A block of data:
====

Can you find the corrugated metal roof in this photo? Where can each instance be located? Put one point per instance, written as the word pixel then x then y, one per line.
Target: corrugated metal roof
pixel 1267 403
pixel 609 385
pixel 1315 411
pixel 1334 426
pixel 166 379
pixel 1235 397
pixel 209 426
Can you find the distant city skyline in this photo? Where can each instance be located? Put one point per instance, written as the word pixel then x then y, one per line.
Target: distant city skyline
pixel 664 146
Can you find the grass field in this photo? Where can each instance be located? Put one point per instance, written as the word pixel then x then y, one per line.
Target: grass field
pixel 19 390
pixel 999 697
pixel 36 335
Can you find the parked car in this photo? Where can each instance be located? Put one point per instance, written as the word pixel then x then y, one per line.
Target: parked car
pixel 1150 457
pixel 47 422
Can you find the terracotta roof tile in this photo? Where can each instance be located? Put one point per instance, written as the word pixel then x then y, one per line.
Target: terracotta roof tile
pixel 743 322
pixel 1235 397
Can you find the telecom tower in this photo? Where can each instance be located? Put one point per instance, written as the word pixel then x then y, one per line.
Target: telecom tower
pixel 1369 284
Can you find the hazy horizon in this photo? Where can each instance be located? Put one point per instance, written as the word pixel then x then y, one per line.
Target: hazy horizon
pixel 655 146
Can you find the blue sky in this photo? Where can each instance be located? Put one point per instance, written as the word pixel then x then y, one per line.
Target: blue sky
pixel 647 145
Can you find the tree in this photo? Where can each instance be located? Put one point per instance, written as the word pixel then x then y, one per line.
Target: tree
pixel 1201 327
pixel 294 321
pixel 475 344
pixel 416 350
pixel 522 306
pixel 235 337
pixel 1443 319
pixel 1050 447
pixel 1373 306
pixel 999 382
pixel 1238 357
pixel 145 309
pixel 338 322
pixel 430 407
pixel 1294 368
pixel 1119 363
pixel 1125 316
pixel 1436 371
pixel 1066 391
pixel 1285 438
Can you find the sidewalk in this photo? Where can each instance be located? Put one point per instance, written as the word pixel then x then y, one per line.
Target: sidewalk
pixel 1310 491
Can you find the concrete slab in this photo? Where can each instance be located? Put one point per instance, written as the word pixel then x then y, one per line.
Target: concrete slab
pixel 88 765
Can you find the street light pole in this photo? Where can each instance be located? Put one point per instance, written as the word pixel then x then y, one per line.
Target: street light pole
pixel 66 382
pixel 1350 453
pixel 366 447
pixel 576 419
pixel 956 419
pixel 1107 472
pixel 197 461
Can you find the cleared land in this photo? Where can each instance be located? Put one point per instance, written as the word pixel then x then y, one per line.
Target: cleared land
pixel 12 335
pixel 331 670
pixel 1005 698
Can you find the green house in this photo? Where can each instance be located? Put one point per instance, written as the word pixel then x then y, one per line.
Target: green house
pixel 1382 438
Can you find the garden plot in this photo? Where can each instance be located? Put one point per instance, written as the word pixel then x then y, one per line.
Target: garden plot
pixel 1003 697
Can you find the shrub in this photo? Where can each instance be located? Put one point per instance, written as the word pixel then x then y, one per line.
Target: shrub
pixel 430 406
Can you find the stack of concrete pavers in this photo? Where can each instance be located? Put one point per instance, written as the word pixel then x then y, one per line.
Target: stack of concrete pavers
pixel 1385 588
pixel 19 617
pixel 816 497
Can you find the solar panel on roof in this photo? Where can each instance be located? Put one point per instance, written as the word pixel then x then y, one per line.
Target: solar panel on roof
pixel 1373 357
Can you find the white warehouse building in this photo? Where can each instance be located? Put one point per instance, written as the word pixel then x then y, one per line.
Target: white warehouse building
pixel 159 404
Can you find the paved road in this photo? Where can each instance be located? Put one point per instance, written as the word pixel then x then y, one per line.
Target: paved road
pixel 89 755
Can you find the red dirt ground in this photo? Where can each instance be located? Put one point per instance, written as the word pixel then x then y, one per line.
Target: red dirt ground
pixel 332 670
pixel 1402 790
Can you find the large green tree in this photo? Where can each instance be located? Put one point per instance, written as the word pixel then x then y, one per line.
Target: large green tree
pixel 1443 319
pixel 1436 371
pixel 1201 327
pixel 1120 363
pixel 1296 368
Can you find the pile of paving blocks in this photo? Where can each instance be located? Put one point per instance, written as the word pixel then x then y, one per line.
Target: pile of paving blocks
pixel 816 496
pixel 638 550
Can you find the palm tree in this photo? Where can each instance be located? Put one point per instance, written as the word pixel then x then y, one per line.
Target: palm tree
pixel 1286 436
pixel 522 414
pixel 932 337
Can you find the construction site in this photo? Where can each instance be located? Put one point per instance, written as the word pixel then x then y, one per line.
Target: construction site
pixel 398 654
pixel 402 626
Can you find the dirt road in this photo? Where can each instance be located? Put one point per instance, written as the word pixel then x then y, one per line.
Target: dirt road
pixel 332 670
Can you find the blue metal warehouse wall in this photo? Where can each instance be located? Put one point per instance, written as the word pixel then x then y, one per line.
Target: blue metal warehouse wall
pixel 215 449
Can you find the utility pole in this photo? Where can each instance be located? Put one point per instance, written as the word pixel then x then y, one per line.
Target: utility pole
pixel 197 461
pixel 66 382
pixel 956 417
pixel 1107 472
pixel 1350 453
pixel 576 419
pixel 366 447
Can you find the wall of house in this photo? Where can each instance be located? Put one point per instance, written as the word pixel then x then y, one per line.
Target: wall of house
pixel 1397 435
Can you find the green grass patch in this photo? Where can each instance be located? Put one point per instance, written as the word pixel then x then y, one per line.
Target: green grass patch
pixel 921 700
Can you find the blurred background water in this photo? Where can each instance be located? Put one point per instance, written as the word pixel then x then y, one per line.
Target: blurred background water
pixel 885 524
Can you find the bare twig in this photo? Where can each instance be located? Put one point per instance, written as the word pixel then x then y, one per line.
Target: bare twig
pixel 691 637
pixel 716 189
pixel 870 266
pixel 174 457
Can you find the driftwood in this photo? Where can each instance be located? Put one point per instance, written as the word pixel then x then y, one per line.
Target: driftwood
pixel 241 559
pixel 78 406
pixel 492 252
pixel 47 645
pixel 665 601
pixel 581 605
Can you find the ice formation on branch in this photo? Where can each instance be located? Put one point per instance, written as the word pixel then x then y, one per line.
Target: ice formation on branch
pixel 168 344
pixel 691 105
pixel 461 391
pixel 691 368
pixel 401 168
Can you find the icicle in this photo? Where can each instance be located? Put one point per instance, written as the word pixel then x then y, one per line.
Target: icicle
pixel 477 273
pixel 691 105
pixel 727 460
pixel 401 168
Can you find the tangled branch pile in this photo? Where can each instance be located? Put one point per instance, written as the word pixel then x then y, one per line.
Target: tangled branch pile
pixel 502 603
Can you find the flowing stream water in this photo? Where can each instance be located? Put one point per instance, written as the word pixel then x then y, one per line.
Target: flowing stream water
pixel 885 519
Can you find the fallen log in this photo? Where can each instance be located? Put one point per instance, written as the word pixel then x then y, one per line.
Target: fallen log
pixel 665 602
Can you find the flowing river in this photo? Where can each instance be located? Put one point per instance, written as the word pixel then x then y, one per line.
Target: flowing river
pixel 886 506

====

**Brief**
Arrange the lines of the material as a JSON list of strings, one string per line with blank lines omitted, starting with its first line and going on through the line that contains "pixel 36 335".

**Answer to this task**
[
  "Can you find the corrugated metal roof in this photo? Where can each instance be located? Put one point per instance, written as the word pixel then x then y, one per line.",
  "Target: corrugated metal roof",
  "pixel 1267 403",
  "pixel 609 385",
  "pixel 1315 411",
  "pixel 1334 426",
  "pixel 166 379",
  "pixel 1235 397",
  "pixel 209 426",
  "Can you find the distant city skyline in this photo? Where can each instance be located? Put one point per instance, written as the word pixel then x then y, one per line.",
  "Target: distant city skyline",
  "pixel 664 146",
  "Can you find the grass field in this photo? Where can each instance be located? Put one point per instance, written as the word pixel then x then y, one per line.",
  "Target: grass field",
  "pixel 19 390",
  "pixel 999 697",
  "pixel 36 335"
]